*** Opening of Passage provided ***
Thyroid Excitement #1

So as some of you may recall, a few months ago my mother called up to say “Hey! Hypothyroidism! All the women in your family have it! Get that looked at.”

I got the blood test last week, which may or may not have been the comprehensive panel—I don’t understand all the gory details, but this one measured the level of TSH(?) or whatever the pituitary gland spits out demanding that the body make more thyroid hormones.

Anyway, it was borderline. Given the family history, my doctor shrugged and said “Well, if you’ve got symptoms, we could put you on meds. You’ve been borderline on and off for awhile. We check this every year…yeah, in 2009 you were borderline…2010 was fine…2011 was borderline…”

I explained that my feet were cold, I owned the largest handwarmer collection in North America, and I slept twelve hours a day. She was rather more concerned about whether my hair was falling out, (Iit isn’t. Got more oily, though.) but said “Sure, given the family history, we can put you on the lowest dose and see what happens.”

(And now I am torn between “Yay! Thank you for making it no big deal!” and “This was borderline FOUR YEARS AGO and no one ever mentioned that there were meds? Or even asked me about symptoms? And you’re a generally GREAT doctor! You saved my bacon when I was depressed! How the hell does anyone ever get this crap diagnosed?”)

So I’m now on Synthroid, 50 micrograms. (And again, great doctor, because she had a long thing about generics and how the doses are so damn fiddly with this that if I go on a generic, she needs to titrate it just to make sure the dose is consistent—apparently the FDA allows +/- 20 micrograms in a generic, and with something this small a dose, that’s most of the way to the next dose up. And pharmacies will switch your generics willy-nilly, so if I go on one, it has to be the SAME generic all along.)

So we’ll see what happens. My mother has been singing the praises of this stuff, because she suddenly can get out of bed in the morning without a struggle and weight loss became feasible instead of Sisyphean, so hopefully I will have similar luck.
*** Close of Passage provided ***
*** Opening of Source material ***
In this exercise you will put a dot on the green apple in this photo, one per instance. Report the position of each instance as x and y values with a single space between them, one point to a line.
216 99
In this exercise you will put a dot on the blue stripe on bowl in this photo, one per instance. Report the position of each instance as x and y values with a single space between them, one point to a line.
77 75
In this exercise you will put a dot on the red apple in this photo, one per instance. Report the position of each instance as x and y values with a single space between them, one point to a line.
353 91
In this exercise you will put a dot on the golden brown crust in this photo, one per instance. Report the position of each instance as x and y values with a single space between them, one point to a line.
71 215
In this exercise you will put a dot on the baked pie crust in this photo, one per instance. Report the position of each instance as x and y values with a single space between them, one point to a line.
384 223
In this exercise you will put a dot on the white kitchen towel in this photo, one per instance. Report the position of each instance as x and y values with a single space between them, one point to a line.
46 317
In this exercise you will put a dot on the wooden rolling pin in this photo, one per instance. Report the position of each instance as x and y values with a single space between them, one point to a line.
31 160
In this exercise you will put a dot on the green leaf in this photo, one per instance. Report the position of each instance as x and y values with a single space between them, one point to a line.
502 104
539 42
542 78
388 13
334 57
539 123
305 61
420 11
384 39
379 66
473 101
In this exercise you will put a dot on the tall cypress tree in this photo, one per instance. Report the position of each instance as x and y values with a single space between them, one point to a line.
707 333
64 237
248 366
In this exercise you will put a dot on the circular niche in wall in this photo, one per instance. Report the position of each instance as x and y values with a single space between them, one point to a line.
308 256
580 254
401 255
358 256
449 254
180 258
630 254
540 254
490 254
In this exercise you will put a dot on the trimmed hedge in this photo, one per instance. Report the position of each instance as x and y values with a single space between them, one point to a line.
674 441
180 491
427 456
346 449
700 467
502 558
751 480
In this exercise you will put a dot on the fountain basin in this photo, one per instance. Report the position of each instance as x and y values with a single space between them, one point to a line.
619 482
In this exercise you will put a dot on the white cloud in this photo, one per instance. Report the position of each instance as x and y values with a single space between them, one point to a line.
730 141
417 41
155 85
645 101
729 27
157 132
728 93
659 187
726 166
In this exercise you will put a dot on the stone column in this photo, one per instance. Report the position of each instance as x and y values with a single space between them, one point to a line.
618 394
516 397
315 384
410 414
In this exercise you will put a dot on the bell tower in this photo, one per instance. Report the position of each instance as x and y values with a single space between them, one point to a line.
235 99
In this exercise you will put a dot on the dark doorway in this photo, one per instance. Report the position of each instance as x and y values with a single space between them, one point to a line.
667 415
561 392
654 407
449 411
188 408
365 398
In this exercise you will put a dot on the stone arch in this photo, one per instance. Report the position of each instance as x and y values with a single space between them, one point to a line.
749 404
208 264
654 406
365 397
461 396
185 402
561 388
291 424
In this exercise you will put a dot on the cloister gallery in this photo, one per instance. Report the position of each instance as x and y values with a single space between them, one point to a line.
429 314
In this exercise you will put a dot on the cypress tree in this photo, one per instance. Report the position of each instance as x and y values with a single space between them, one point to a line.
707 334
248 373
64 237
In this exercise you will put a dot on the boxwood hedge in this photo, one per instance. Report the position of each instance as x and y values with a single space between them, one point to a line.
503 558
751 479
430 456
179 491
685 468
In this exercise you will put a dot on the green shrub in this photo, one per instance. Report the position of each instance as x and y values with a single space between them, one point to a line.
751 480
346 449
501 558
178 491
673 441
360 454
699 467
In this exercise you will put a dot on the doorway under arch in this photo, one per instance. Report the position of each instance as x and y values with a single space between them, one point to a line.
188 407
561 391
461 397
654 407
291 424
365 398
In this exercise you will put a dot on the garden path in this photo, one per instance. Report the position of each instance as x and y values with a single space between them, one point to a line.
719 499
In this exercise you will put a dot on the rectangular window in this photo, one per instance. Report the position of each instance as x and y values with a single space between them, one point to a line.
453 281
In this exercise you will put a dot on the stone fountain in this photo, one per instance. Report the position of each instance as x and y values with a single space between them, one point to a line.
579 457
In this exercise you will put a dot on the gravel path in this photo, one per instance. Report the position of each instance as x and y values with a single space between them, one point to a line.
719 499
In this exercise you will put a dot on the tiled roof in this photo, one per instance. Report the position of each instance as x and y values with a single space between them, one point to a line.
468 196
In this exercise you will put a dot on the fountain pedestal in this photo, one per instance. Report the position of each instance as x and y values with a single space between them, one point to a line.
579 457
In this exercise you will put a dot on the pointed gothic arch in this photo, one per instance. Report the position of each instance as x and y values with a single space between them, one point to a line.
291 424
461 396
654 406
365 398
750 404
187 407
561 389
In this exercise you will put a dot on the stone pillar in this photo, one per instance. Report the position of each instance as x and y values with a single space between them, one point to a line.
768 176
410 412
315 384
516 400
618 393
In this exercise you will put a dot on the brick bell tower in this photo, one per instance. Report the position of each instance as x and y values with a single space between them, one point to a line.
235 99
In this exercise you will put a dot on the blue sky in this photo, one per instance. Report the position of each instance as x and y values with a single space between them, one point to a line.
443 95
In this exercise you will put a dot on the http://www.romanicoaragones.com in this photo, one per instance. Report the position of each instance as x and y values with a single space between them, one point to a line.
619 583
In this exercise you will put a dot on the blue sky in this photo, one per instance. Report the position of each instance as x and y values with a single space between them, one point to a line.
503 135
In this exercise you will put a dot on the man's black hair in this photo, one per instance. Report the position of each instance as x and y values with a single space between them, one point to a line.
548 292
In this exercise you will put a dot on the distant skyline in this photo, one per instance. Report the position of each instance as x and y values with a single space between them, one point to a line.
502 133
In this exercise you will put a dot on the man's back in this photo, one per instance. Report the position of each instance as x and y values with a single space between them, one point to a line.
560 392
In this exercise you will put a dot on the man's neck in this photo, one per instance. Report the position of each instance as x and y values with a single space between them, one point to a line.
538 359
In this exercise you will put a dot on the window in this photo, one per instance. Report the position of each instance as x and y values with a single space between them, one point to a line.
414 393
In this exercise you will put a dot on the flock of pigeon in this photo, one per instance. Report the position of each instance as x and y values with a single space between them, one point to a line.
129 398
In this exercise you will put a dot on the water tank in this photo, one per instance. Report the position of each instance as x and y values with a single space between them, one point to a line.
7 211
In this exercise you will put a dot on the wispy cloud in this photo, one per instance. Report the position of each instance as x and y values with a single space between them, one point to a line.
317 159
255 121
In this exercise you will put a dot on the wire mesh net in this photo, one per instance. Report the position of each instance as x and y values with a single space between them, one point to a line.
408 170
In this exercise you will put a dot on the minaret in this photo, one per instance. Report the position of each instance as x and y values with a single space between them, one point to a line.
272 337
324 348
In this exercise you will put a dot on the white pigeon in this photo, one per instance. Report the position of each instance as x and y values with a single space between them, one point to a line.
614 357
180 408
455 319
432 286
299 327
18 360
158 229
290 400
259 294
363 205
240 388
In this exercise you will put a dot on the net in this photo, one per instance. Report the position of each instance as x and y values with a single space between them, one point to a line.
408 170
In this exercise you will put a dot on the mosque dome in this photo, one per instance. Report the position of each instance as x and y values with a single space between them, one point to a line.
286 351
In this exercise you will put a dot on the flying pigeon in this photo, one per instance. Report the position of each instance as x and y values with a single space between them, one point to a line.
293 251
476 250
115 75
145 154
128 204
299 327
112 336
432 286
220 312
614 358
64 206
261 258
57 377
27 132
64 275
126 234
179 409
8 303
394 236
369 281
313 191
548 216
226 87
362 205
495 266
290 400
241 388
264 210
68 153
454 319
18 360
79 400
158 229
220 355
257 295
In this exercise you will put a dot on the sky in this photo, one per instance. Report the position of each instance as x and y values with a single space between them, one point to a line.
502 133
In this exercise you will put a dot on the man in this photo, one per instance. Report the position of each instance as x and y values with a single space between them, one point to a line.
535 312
*** Close of Source material ***
■ **What to work on**:
**1.** According to the thyroid post, how much variation in dose does the FDA allow in a generic?
**2.** Continue the thyroid post from the end of its last sentence.

■ **List of answers**:
**1.** Plus or minus 20 micrograms.

**2.**
Me, I figured after I spent all spring moving multiple tons of stone and mulch and gained eight pounds that weight loss was just never going to happen again, but god, I’d kill for more energy. Just in the last few years I’ve been getting more and more tired all the damn time, and while I figured that part of that was the fact that I put out two heavily illustrated books a year, plus sundry other projects, it would be nice not to need a two hour nap to recover from going out for coffee and a trip to the farmers market.  I tell myself “Yeah, but you’re really really productive” which is true, but still…imagine what I could accomplish if I could stay away for more than six hours at a go without feeling like I’ve been pounded with hammers! I used to be able to paint rooms on a whim! I wanted to make art even when I didn’t HAVE to! What would that be like?

I’ll keep y’all posted. I’m avoiding reading too much about this because you can scare yourself stupid reading medical crap on the internet, but it does seem that the thyroid more or less rules the body, so maybe I’ll be lucky. They say it takes a minimum of two weeks to notice any effect (more like six to eight for real help) and that you have to be madly consistent when you take it and not put it opposite calcium or vitamins, so I guess I get to wait half an hour for coffee in the morning…

NOTE: This is not the place to comment and tell me how modern medicine will kill me and this is poison and I need to be taking homeopathic bee penis supplements or how you switched to an all-raw-cucumber diet and everything was better. Because there is no world where I will do either of those things, so it would be a shame to waste the effort of typing all that out. I am also not equipped to diagnose anyone with anything and cannot offer medical advice, consult a professional, etc.

And also, if your cousin’s roommate’s uncle’s babysitter went on this stuff and THEN THEIR EYEBALLS EXPLODED AND THEY GAINED NINE HUNDRED POUNDS AND WERE EATEN BY THYROID BUTTERFLIES…err…okay, that might be a good story, but please, keep less fascinating horror stories to a minimum.

(As for why I do these—it’s because other people who are less prone to oversharing sometimes find themselves in these situations too and it’s less scary if you can go “Oh! That’s that thing that one blogger has! And she hasn’t been eaten by thyroid butterflies hardly at all!” Public service and all that. Also, dude, thyroid butterflies.)

23 thoughts on “Thyroid Excitement #1

  1. Sean Fagan says:

    My wife has to take liothyronine; her metabolism was kinda screwed up until then. It was very hard to diagnose, since her levels were borderline, but the pills have made a HUGE difference. And did so fairly quickly.

    So, a success story! Good, right?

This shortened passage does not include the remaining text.